The request. Reproduce, word for word, the lines of the data below from the one containing "Where can the bib" through the final line, both ends included.

(A data block)
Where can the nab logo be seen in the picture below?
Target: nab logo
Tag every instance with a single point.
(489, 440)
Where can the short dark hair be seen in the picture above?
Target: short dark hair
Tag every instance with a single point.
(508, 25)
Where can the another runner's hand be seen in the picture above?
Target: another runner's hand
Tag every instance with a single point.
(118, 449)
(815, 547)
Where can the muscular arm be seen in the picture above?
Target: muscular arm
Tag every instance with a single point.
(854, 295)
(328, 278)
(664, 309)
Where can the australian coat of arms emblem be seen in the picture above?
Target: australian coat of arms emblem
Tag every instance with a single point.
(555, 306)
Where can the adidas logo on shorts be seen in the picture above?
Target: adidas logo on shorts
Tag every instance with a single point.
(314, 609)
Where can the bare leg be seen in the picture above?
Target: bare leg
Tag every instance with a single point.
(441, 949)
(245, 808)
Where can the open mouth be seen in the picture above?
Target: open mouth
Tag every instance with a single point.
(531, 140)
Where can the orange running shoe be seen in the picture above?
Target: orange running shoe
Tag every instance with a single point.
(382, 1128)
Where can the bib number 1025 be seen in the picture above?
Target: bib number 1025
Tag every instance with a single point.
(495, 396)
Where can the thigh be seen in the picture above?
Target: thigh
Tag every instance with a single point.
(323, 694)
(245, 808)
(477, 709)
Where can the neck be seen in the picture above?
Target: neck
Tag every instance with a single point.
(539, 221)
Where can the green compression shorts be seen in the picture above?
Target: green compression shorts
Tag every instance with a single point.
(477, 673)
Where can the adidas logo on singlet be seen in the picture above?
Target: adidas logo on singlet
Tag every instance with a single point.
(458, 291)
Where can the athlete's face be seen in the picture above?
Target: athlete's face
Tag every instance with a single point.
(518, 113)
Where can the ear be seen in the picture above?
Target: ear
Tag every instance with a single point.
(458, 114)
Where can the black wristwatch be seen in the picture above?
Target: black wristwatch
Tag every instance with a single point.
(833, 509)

Solution to the problem.
Where can the bib number 1025 be seen in the picture above?
Target: bib number 1025
Tag every instance with a single point.
(495, 396)
Where can the thigh be seen in the picture above?
Target: thigh
Tag every instance with a single point.
(323, 694)
(245, 808)
(477, 709)
Where can the neck be seen in the picture above?
Target: neck
Tag every instance with a single point.
(539, 221)
Where can the green compression shorts be seen in the picture above?
Target: green compression shorts
Tag every instance with a single point.
(477, 673)
Where can the adidas logo on singlet be seen in the picture above?
Target: adidas logo on singlet
Tag every instance with a single point.
(458, 291)
Where can the athlete's face be seen in the picture above?
Target: athlete's face
Tag every instance with a single point.
(518, 113)
Where can the ear be seen in the picture above?
Target: ear
Tag every instance with a single point.
(458, 114)
Where can the black wristwatch be seen in the picture above?
Target: black wristwatch
Tag every instance with a single point.
(833, 509)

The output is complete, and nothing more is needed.